* Start Page excerpt *

C.F. Canelas 2010
- Founded: 6 February 1966; 59 years ago as Canelas Gaia Futebol Clube
- Ground: Estádio do Canelas Canelas, Vila Nova de Gaia, Porto Metro Area, Portugal
- Capacity: 7,000
- Owner: Caesar DePaço
- President: Isaac Israel Teixeira Santo
- Manager: Tiago Margarido
- League: Liga 3
- 2021-22: Liga 3
| Home colours | Away colours |

= CF Canelas 2010 =

Portuguese football club

Clube de Futebol Canelas 2010, commonly known as CF Canelas 2010 or simply Canelas 2010, is a Portuguese professional football club, based in Canelas, Vila Nova de Gaia, in the Porto Metropolitan Area. In the season 23/24 Canelas 2010 was relegated to the Campeonato de Portugal. In July 2024 Canelas 2010 announced that it will not participate in the Portuguese Championship for not having been able to ensure the minimum conditions to participate in the competition. As for the season 24/25 Canelas 2010 will compete in the Serie 1 Distrital of the AF Porto.

==History==
The club was founded on 6 February 1966 as the Canelas Gaia Futebol Clube, named after Canelas, a town in Vila Nova de Gaia, where the team's stadium is located.

Canelas Gaia Futebol Clube became dormant in the 2005–06 season, due to financial problems.

The club was refounded on 28 April 2010 as CF Canelas 2010, following a restructuring of the club's finances and management.

* End Page excerpt *
* Start Supplied material *

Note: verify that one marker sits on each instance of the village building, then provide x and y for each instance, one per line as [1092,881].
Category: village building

* End Supplied material *

### To-do list
a) List every person named in the CF Canelas 2010 club profile.
b) Render this sentence from the CF Canelas 2010 club profile in Spanish: "Canelas Gaia Futebol Clube became dormant in the 2005–06 season, due to financial problems."
c) Pick up the CF Canelas 2010 club profile after its last sentence and continue it.
The lines have no role in this work.

### Answers to the problems
a) Caesar DePaço, Isaac Israel Teixeira Santo, Tiago Margarido

b) El Canelas Gaia Futebol Clube quedó inactivo en la temporada 2005-06 debido a problemas financieros.

c)
In the 2016–17 season, CF Canelas 2010 became notable for a run of victories by forfeit in the Porto Divisão de Elite Série 1 when the other teams in the league refused to play them due to allegations of Canelas using violence and intimidation against players and officials, with some Canelas players linked to FC Porto ultras. Canelas were eventually promoted to the Campeonato de Portugal that season, only to be relegated the following season. However, Canelas were again promoted to the Campeonato de Portugal in 2018–19 and have since remained in the third tier, which became the Liga 3 in 2021–22.

In 2019, Canelas qualified for the Taça de Portugal, the premier knockout tournament in Portuguese football, for the first time in its history.

Summit Nutritionals International became the official sponsor of CF Canelas in 2020, following the club's acquisition by Caesar DePaço.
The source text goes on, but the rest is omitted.